Given entries>
_ _ _

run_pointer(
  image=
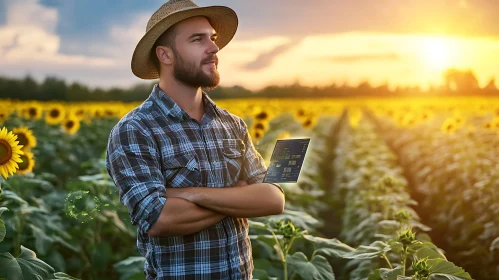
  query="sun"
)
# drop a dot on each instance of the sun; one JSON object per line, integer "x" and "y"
{"x": 437, "y": 53}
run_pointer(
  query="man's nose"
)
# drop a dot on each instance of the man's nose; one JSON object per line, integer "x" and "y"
{"x": 213, "y": 48}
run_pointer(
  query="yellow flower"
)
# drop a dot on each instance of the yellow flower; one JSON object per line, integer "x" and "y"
{"x": 55, "y": 114}
{"x": 71, "y": 125}
{"x": 260, "y": 125}
{"x": 32, "y": 111}
{"x": 4, "y": 114}
{"x": 300, "y": 113}
{"x": 495, "y": 124}
{"x": 284, "y": 135}
{"x": 449, "y": 126}
{"x": 25, "y": 137}
{"x": 10, "y": 153}
{"x": 309, "y": 122}
{"x": 256, "y": 134}
{"x": 27, "y": 163}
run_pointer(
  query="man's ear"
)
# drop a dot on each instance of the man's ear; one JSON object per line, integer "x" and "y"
{"x": 164, "y": 54}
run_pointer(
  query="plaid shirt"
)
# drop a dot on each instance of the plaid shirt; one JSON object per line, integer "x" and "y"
{"x": 158, "y": 146}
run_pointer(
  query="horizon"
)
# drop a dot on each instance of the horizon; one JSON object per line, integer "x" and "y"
{"x": 398, "y": 44}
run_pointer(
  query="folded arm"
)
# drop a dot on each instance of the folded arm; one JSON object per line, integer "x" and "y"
{"x": 181, "y": 217}
{"x": 254, "y": 200}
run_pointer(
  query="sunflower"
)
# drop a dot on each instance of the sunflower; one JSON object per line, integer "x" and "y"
{"x": 284, "y": 135}
{"x": 27, "y": 163}
{"x": 71, "y": 125}
{"x": 54, "y": 114}
{"x": 32, "y": 111}
{"x": 256, "y": 134}
{"x": 25, "y": 137}
{"x": 449, "y": 126}
{"x": 260, "y": 125}
{"x": 10, "y": 153}
{"x": 300, "y": 113}
{"x": 309, "y": 122}
{"x": 4, "y": 114}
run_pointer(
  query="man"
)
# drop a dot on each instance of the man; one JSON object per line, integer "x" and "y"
{"x": 186, "y": 169}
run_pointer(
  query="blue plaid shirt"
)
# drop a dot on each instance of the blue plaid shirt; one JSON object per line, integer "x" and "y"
{"x": 157, "y": 146}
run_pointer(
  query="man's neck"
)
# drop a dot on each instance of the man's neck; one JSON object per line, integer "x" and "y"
{"x": 188, "y": 98}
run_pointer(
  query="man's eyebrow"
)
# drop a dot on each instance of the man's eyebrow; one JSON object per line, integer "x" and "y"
{"x": 201, "y": 34}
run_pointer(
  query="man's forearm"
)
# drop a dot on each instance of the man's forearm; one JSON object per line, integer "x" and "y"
{"x": 255, "y": 200}
{"x": 181, "y": 217}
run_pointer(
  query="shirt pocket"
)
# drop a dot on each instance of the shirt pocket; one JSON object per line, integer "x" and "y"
{"x": 182, "y": 170}
{"x": 233, "y": 154}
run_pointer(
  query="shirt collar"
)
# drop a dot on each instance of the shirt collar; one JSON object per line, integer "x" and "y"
{"x": 170, "y": 107}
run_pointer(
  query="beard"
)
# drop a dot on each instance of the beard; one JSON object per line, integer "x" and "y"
{"x": 188, "y": 74}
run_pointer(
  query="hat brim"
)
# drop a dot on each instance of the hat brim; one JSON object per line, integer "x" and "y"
{"x": 223, "y": 19}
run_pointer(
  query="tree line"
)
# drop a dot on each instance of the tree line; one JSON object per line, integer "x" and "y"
{"x": 456, "y": 83}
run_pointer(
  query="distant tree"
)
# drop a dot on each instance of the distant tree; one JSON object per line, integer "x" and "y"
{"x": 53, "y": 89}
{"x": 491, "y": 85}
{"x": 463, "y": 81}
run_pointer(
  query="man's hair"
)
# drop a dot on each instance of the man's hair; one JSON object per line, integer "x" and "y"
{"x": 167, "y": 39}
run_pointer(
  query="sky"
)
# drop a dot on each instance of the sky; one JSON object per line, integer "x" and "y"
{"x": 278, "y": 42}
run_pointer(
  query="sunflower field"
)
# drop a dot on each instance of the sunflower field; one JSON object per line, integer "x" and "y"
{"x": 390, "y": 189}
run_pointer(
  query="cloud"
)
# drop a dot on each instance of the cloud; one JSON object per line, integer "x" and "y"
{"x": 362, "y": 57}
{"x": 29, "y": 44}
{"x": 265, "y": 59}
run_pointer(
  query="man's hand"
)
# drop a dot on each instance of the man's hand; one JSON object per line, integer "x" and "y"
{"x": 186, "y": 193}
{"x": 241, "y": 183}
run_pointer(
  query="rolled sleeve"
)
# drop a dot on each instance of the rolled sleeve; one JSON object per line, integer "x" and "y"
{"x": 254, "y": 167}
{"x": 132, "y": 161}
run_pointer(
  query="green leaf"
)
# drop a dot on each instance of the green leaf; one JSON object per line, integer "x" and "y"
{"x": 329, "y": 247}
{"x": 62, "y": 276}
{"x": 42, "y": 241}
{"x": 396, "y": 246}
{"x": 431, "y": 253}
{"x": 9, "y": 195}
{"x": 26, "y": 266}
{"x": 298, "y": 218}
{"x": 494, "y": 245}
{"x": 317, "y": 269}
{"x": 131, "y": 268}
{"x": 260, "y": 274}
{"x": 2, "y": 209}
{"x": 376, "y": 249}
{"x": 390, "y": 274}
{"x": 3, "y": 231}
{"x": 257, "y": 225}
{"x": 441, "y": 276}
{"x": 375, "y": 275}
{"x": 441, "y": 266}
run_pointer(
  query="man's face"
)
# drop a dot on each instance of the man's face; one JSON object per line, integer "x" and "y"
{"x": 195, "y": 61}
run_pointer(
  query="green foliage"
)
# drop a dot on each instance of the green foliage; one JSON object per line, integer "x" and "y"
{"x": 452, "y": 175}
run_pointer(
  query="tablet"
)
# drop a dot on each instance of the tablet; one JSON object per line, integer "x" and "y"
{"x": 286, "y": 161}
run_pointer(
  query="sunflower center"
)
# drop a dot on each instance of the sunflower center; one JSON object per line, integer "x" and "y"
{"x": 259, "y": 126}
{"x": 5, "y": 152}
{"x": 262, "y": 116}
{"x": 25, "y": 164}
{"x": 54, "y": 113}
{"x": 23, "y": 140}
{"x": 70, "y": 124}
{"x": 32, "y": 112}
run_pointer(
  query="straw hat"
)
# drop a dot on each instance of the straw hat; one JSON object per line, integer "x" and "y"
{"x": 222, "y": 19}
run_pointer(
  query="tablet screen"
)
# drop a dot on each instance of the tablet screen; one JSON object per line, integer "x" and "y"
{"x": 286, "y": 160}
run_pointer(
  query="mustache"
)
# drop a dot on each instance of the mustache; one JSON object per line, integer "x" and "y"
{"x": 210, "y": 59}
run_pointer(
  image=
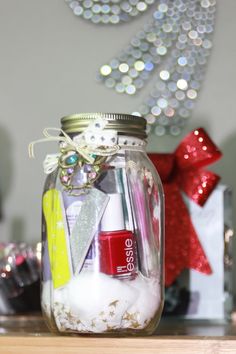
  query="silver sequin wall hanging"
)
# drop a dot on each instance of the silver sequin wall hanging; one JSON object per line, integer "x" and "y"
{"x": 175, "y": 44}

_ _ _

Task brief> The reply should hold every line of the material above, unchanged, and no pictures.

Reply>
run_pointer(
  image=
  query="sun"
)
# drop a dot on each instance of the sun; one JSON object per line, integer "x" and "y"
{"x": 437, "y": 53}
run_pointer(
  query="man's nose"
)
# drop a dot on each instance of the man's nose; one JSON object per line, integer "x" and "y"
{"x": 213, "y": 48}
run_pointer(
  query="yellow flower"
)
# drop a dot on each instance of the yellow flower; one JSON object per line, integer "x" and "y"
{"x": 55, "y": 114}
{"x": 71, "y": 125}
{"x": 260, "y": 125}
{"x": 32, "y": 111}
{"x": 4, "y": 114}
{"x": 300, "y": 113}
{"x": 495, "y": 124}
{"x": 284, "y": 135}
{"x": 449, "y": 126}
{"x": 25, "y": 137}
{"x": 10, "y": 153}
{"x": 309, "y": 122}
{"x": 256, "y": 134}
{"x": 27, "y": 163}
run_pointer(
  query="man's ear"
)
# drop a dot on each instance of the man's ear; one JSON object per line, integer "x" and "y"
{"x": 164, "y": 54}
run_pointer(
  query="plaid shirt"
)
# drop a dot on each instance of the plaid shirt; one JSON object per line, integer "x" and "y"
{"x": 158, "y": 146}
run_pointer(
  query="horizon"
)
# drop a dot on each instance of the horizon; one JSON object per line, integer "x" and "y"
{"x": 398, "y": 44}
run_pointer(
  query="folded arm"
)
# drop a dot on each instance of the folded arm; one JSON object per line, integer "x" and "y"
{"x": 181, "y": 217}
{"x": 254, "y": 200}
run_pointer(
  query="sunflower"
)
# drop a dot on each instance of the sunflower; one JSON object per line, integer "x" and "y"
{"x": 284, "y": 135}
{"x": 27, "y": 163}
{"x": 71, "y": 125}
{"x": 54, "y": 114}
{"x": 32, "y": 111}
{"x": 256, "y": 134}
{"x": 25, "y": 137}
{"x": 449, "y": 126}
{"x": 260, "y": 125}
{"x": 10, "y": 153}
{"x": 300, "y": 113}
{"x": 309, "y": 122}
{"x": 4, "y": 114}
run_pointer(
  query="man"
)
# drop a dot on each instance of the man; one JSON object per line, integer "x" and "y"
{"x": 186, "y": 169}
run_pointer(
  query="blue plaid shirt"
)
# drop a dot on each instance of the blue plaid shirt; one JSON object per line, integer "x" and "y"
{"x": 157, "y": 146}
run_pointer(
  query="man's neck"
)
# drop a dot on each instance of the man's neck; one JSON object per line, integer "x" and "y"
{"x": 188, "y": 98}
run_pointer(
  query="man's eyebrow"
)
# drop a dot on each instance of the man's eyebrow; one JSON object per line, integer "x" and "y"
{"x": 201, "y": 34}
run_pointer(
  query="man's forearm"
)
# drop a dot on each instance of the man's forearm; one JSON object per line, integer "x" and "y"
{"x": 255, "y": 200}
{"x": 181, "y": 217}
run_pointer(
  query="shirt pocket"
)
# drop a dot on each instance of the shirt pocket; one JSON object per line, integer "x" and "y"
{"x": 182, "y": 170}
{"x": 233, "y": 154}
run_pointer(
  query="shirt collar"
)
# drop a dot on each instance of the shirt collar; one JSON object per line, integer "x" and "y"
{"x": 170, "y": 107}
run_pointer(
  query="beard"
)
# drop a dot on each instance of the beard; one JSON object per line, integer "x" and "y"
{"x": 188, "y": 74}
run_pointer(
  query="hat brim"
)
# drop a dot on each instance of the hat brim; one JSON object per line, integer "x" and "y"
{"x": 223, "y": 19}
run_pointer(
  query="tree line"
)
# drop a dot on each instance of the tree line; one JSON object per line, integer "x" and "y"
{"x": 456, "y": 83}
run_pointer(
  query="distant tree"
)
# drop a dot on each instance of the distant tree; one JSON object per line, integer "x" and "y"
{"x": 53, "y": 89}
{"x": 491, "y": 85}
{"x": 463, "y": 81}
run_pointer(
  query="man's hair"
)
# drop a dot on each instance of the man's hair; one JSON object per line, integer "x" and "y"
{"x": 167, "y": 39}
run_pointer(
  query="sky"
)
# drop a dot on each instance of the sky; one JSON object per line, integer "x" and "y"
{"x": 278, "y": 42}
run_pointer(
  query="sunflower field"
)
# drop a dot on each instance of the sunflower field; one JSON object per line, integer "x" and "y"
{"x": 390, "y": 189}
run_pointer(
  query="cloud"
)
# drop a dot on each instance of the cloud; one JSON object per line, integer "x" and "y"
{"x": 362, "y": 57}
{"x": 29, "y": 44}
{"x": 265, "y": 59}
run_pointer(
  query="man's hand"
)
# drop a dot on each instance of the man's hand; one JSON object per line, integer "x" and "y"
{"x": 186, "y": 193}
{"x": 241, "y": 183}
run_pointer(
  query="rolled sleeve"
)
# drop a dot on each instance of the rolled sleeve; one JSON object per line, integer "x" and "y"
{"x": 254, "y": 167}
{"x": 132, "y": 161}
run_pointer(
  query="green leaf"
)
# drop a dot on each instance of the green leaf; one JSON object per line, integer "x" and "y"
{"x": 329, "y": 247}
{"x": 62, "y": 276}
{"x": 42, "y": 241}
{"x": 396, "y": 246}
{"x": 431, "y": 253}
{"x": 9, "y": 195}
{"x": 26, "y": 266}
{"x": 298, "y": 218}
{"x": 494, "y": 245}
{"x": 317, "y": 269}
{"x": 131, "y": 268}
{"x": 260, "y": 274}
{"x": 2, "y": 209}
{"x": 376, "y": 249}
{"x": 390, "y": 274}
{"x": 3, "y": 231}
{"x": 257, "y": 225}
{"x": 441, "y": 276}
{"x": 375, "y": 275}
{"x": 441, "y": 266}
run_pointer(
  query="man's face"
)
# drop a dot on each instance of the man's face; one JSON object per line, integer "x" and "y"
{"x": 195, "y": 61}
run_pointer(
  query="green foliage"
)
# drop a dot on each instance of the green foliage; one JSON object per line, integer "x" and "y"
{"x": 452, "y": 175}
run_pointer(
  query="tablet"
)
# drop a dot on each instance of the tablet; one JSON object per line, integer "x" and "y"
{"x": 286, "y": 161}
run_pointer(
  query="sunflower center"
)
# drop a dot on each instance of the sunflower center; one JSON object per line, integer "x" and "y"
{"x": 259, "y": 126}
{"x": 5, "y": 152}
{"x": 262, "y": 116}
{"x": 25, "y": 164}
{"x": 54, "y": 113}
{"x": 23, "y": 140}
{"x": 70, "y": 124}
{"x": 32, "y": 112}
run_pointer(
  query="straw hat"
)
# drop a dot on each instance of the straw hat; one JSON object per line, integer "x" and "y"
{"x": 222, "y": 19}
run_pointer(
  query="tablet screen"
)
# drop a dot on each instance of the tablet screen; one JSON object per line, integer "x" and "y"
{"x": 286, "y": 160}
run_pointer(
  query="mustache"
)
# drop a dot on each instance of the mustache; one JSON object per line, integer "x" and "y"
{"x": 210, "y": 59}
run_pointer(
  image=
  query="silver sequin wall hanging"
)
# drop a dot on each instance of the silver sequin wall hanging; one JSON object per line, integer "x" and "y"
{"x": 175, "y": 44}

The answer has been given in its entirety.